# Extrait:
• • • • • • •
Critique de Deadpool 2, un film hystérique mais inoffensif
Réalisé par : David Leitch
Bande Originale : Tyler Bates
Durée : 1h59 min
Sortie en France le : 16 mai 2018
Deux ans après avoir fait un carton dans les salles, Wade Wilson et son alter-ego Deadpool reviennent avec la même verve insolente qui avait fait le succès du premier film. En marge des productions Marvel Studios, la 20th Century Fox récidive avec un film aux antipodes du genre. Ça clash, ça insulte, ça charcute et ça tronçonne… Ryan Reynolds remet le couvert, toujours inspiré par le personnage et se donne à fond. Hélas, en cherchant l’outrance à tout prix, la structure et la construction du film sont mises à mal. Voici la critique de Deadpool 2, l’enfant insolent qui devrait parfois tourner sa langue sept fois dans sa bouche avant de parler.
• • • • • • •
# Données fournies:
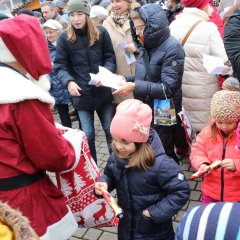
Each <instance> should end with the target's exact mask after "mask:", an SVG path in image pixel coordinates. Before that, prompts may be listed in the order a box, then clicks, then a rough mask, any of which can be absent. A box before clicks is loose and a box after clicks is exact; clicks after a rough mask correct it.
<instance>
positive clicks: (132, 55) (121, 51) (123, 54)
mask: <svg viewBox="0 0 240 240" xmlns="http://www.w3.org/2000/svg"><path fill="white" fill-rule="evenodd" d="M117 46H118V48H119V49H120V50H121V52H122V54H123V55H124V57H125V59H126V62H127V64H128V65H130V64H132V63H135V62H136V58H135V56H134V54H133V53H127V52H126V51H125V46H126V45H125V43H124V42H120V43H119V44H118V45H117Z"/></svg>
• • • • • • •
# À faire:
1. Dans la critique de Deadpool 2, quels verbes suivent le mot « ça » dans la phrase qui décrit le film ?
2. Répondez à ces questions sur la critique de Deadpool 2 :
(a) Qui a composé la bande originale ?
(b) Quel studio récidive avec ce film ?
(c) Quelle est la durée du film ?
3. Poursuivez la critique de Deadpool 2 à partir de sa dernière phrase.

# Réponses successives:
1. clash, insulte, charcute, tronçonne

2.
(a) Tyler Bates
(b) La 20th Century Fox
(c) 1h59 min

3.
Une histoire délirante mais qui met du temps à se lancer
Succès inattendu, le premier Deadpool, « petit » film au petit budget, a été un immense succès au box-office lors de sa sortie en 2016. Les fans ont été vite conquis et un véritable culte lui a été tout aussi rapidement attribué. Loin des autres super-héros, son ton déjanté, violent et gore, presque sans concession, lui ont permis tout aussi rapidement de se voir commander une suite. Il faut bien avouer que le métrage porté par Tim Miller était alors une vraie anomalie par rapport à l’ensemble de la production super-héroïque. Pour sa suite, c’est David Leitch (Atomic Blonde, John Wick) qui est à la réalisation tandis que Ryan Reynolds reprend dans le rôle titre devant la caméra… et derrière la caméra, puisqu’il est à la fois producteur et scénariste.
Parlons-en, justement, de son scénario. Dès le début du film, les cartes sont redistribuées pour mettre à mal la vie de Wade Wilson. L’introduction bancale l’entraînera de situations en situations, à faire la connaissance de Russell, un adolescent à (gros) problèmes, campé par le Néo-Zélandais Julian Dennison. Comptez une heure avant que l’histoire ne débute vraiment et que les enjeux se mettent réellement en place. A vrai dire, on a plus l’impression d’assister à un enchaînement de sketchs pipi-caca qu’au déroulement d’une vraie intrigue.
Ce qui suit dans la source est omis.